## Input for this task:
-*-*-

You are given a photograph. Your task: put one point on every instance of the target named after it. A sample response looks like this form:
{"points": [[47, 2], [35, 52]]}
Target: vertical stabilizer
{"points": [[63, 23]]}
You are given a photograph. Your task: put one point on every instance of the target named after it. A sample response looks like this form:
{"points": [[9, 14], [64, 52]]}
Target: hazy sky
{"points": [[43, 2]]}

-*-*-

## Goal:
Turn the lines above into a Markdown table with two columns, Row and Line, numbering each row and skipping any blank lines.

## Finished exercise:
| Row | Line |
|---|---|
| 1 | You are given a photograph. Your task: put one point on every instance of the target named after it. A sample response looks like this form: |
| 2 | {"points": [[47, 2], [35, 52]]} |
| 3 | Target: vertical stabilizer |
| 4 | {"points": [[63, 23]]} |
| 5 | You are given a photograph. Your task: put one point on every instance of the target named after it. A sample response looks like this form: |
| 6 | {"points": [[9, 14], [64, 52]]} |
| 7 | Target: hazy sky |
| 8 | {"points": [[43, 2]]} |